> TASK GOAL: Search the records below for the word "rough". Copy each line where it occurs.

> DATASET ENTRIES:

****

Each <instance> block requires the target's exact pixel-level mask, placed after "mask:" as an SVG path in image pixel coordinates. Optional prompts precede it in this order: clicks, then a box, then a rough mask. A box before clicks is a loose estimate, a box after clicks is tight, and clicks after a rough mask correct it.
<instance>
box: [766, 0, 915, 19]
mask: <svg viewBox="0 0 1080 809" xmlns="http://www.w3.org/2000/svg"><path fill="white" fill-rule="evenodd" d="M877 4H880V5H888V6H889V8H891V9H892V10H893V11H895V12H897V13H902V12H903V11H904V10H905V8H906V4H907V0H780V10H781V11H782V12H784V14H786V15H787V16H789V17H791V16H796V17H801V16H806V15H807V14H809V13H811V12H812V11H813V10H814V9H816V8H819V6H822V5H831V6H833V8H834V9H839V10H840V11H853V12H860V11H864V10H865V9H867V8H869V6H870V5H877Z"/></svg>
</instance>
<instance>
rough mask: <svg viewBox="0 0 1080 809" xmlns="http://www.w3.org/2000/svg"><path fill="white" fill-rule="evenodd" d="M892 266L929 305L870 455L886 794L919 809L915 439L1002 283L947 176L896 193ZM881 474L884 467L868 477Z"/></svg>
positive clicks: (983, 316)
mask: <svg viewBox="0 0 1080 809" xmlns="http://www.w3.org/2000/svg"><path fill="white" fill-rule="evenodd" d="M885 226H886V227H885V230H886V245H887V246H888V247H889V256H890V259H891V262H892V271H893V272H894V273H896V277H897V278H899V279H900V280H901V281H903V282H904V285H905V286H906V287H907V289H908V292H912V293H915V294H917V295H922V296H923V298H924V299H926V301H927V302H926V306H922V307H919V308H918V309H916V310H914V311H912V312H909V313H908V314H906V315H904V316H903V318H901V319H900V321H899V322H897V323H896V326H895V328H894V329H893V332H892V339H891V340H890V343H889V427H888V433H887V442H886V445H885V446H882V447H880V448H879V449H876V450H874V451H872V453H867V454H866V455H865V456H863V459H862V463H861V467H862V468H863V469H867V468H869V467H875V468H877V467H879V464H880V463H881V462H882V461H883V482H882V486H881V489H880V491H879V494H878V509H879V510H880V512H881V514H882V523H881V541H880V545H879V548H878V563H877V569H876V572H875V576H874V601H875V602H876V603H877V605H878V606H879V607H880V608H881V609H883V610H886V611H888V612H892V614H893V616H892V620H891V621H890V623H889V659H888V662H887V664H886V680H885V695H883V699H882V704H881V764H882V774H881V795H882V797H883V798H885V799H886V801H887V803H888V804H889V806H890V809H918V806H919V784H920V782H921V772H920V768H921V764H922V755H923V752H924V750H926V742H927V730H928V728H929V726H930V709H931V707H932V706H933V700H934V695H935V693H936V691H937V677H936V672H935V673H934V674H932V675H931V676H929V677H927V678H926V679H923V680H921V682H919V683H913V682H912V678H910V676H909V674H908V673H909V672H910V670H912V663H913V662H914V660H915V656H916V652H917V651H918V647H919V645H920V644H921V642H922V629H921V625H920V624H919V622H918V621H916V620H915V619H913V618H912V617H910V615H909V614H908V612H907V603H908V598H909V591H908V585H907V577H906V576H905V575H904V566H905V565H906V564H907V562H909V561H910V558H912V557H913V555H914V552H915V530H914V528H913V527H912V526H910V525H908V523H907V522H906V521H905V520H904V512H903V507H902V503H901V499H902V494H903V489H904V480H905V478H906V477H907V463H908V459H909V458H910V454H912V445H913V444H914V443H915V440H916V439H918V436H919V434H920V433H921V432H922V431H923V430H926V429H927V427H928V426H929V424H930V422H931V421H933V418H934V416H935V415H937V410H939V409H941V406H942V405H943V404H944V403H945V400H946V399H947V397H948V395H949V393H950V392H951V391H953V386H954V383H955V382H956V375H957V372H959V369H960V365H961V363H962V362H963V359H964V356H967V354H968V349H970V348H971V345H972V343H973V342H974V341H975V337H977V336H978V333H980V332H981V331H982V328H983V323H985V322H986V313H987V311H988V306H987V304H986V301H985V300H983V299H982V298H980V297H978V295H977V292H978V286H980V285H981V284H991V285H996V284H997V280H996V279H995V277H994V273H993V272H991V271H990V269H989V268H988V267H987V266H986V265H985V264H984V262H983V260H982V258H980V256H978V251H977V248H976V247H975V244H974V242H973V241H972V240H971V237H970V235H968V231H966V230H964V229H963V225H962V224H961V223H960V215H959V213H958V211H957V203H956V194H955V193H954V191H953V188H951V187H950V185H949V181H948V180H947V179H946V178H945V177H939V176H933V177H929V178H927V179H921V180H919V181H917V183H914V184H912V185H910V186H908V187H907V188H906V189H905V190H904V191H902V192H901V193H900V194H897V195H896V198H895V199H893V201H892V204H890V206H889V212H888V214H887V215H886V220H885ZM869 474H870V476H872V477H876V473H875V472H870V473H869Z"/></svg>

****

> OUTPUT:
Each <instance> block requires the target's exact pixel-level mask, placed after "mask:" as an SVG path in image pixel coordinates. Optional prompts precede it in this order: clicks, then a box, then a rough mask. A box before clicks is a loose estimate, a box after clicks is tight, and clicks after a rough mask correct it.
rough mask: <svg viewBox="0 0 1080 809" xmlns="http://www.w3.org/2000/svg"><path fill="white" fill-rule="evenodd" d="M892 266L929 305L870 455L886 794L919 809L915 439L1002 283L947 176L896 193ZM881 474L884 467L868 477Z"/></svg>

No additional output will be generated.